* _Exercise brief_
Could you convert every line of the material below into a JSON list of strings, one string per line, with blank lines left out?

* _Records provided_
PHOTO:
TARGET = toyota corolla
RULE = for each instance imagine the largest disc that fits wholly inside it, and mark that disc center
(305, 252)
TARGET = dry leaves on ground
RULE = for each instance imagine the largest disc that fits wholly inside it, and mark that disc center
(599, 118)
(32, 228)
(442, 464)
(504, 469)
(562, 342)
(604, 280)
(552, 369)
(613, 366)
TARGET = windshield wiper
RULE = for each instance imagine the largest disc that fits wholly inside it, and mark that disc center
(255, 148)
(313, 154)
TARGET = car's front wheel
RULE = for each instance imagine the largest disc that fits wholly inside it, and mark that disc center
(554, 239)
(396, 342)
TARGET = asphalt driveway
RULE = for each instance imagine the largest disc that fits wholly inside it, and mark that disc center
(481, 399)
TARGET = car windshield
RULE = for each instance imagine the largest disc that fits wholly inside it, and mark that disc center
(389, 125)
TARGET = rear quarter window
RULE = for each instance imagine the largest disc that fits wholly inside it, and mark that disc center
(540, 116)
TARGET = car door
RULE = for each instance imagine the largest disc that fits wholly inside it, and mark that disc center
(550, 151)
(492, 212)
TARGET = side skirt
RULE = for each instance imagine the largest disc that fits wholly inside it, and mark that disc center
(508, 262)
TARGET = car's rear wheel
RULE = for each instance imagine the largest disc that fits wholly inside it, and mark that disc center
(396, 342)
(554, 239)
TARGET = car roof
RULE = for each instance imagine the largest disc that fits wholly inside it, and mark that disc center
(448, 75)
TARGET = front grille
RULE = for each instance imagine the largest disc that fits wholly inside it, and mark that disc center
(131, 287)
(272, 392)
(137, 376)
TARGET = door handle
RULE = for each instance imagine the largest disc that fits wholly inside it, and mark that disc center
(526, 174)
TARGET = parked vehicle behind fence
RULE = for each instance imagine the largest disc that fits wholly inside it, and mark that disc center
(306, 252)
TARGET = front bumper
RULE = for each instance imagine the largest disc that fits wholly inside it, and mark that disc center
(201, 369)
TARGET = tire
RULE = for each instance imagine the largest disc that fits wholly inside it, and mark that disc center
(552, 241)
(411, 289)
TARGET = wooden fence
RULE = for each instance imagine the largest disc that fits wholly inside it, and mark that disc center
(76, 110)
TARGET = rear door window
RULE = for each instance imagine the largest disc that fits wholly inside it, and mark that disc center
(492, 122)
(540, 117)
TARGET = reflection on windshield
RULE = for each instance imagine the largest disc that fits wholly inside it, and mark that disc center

* _Answer to the task_
[
  "PHOTO:",
  "TARGET = toyota corolla",
  "RULE = for each instance imagine the largest disc that fits wholly inside it, and mark that disc center",
  "(305, 252)",
  "TARGET = dry leaves on ground",
  "RULE = for each instance imagine the largest disc that fits wholly inside it, and mark that disc center",
  "(599, 118)",
  "(32, 228)",
  "(442, 464)",
  "(504, 469)",
  "(562, 342)",
  "(604, 280)",
  "(552, 369)",
  "(613, 366)",
  "TARGET = windshield wiper",
  "RULE = for each instance imagine the largest disc that fits wholly inside it, and mark that disc center",
  "(255, 148)",
  "(313, 154)",
  "TARGET = car's front wheel",
  "RULE = for each instance imagine the largest disc that fits wholly inside it, and mark that disc center",
  "(554, 239)",
  "(396, 342)",
  "TARGET = asphalt driveway",
  "RULE = for each instance imagine the largest disc that fits wholly inside it, and mark that disc center",
  "(481, 399)",
  "TARGET = car windshield",
  "RULE = for each instance imagine the largest disc that fits wholly inside it, and mark that disc center",
  "(389, 125)",
  "TARGET = rear quarter window",
  "RULE = for each instance imagine the largest disc that fits wholly inside it, and mark that disc center",
  "(540, 116)",
  "TARGET = car door",
  "RULE = for each instance imagine the largest disc that fits wholly inside it, and mark that disc center",
  "(550, 151)",
  "(492, 212)",
  "TARGET = side skirt",
  "RULE = for each instance imagine the largest disc that fits wholly inside it, and mark that disc center",
  "(508, 262)",
  "TARGET = car's rear wheel",
  "RULE = for each instance imagine the largest disc that fits wholly inside it, and mark that disc center",
  "(396, 342)",
  "(554, 239)",
  "TARGET = car roof",
  "RULE = for each instance imagine the largest disc that fits wholly inside it, and mark that disc center",
  "(448, 75)",
  "TARGET = front grille",
  "RULE = for each instance imagine the largest disc that fits wholly inside it, and mark that disc center",
  "(131, 287)",
  "(272, 392)",
  "(137, 376)",
  "TARGET = door handle",
  "RULE = for each instance imagine the largest disc that fits wholly inside it, and mark that disc center",
  "(526, 174)",
  "TARGET = parked vehicle behind fence",
  "RULE = for each instance imagine the largest disc that fits wholly inside it, and mark that disc center",
  "(306, 252)",
  "TARGET = front bumper",
  "RULE = for each instance imagine the largest disc that fits wholly inside it, and mark that disc center",
  "(201, 369)",
  "TARGET = tire",
  "RULE = for each instance imagine the largest disc that fits wholly inside it, and mark that disc center",
  "(552, 241)",
  "(411, 289)",
  "TARGET = wooden fence",
  "RULE = for each instance imagine the largest disc that fits wholly inside it, and mark that disc center",
  "(76, 110)",
  "TARGET = rear door window",
  "RULE = for each instance imagine the largest disc that fits wholly inside it, and mark that disc center",
  "(492, 122)",
  "(540, 117)",
  "TARGET = reflection on windshield",
  "RULE = for each instance imagine the largest disc that fits wholly inside it, and mark that disc center"
]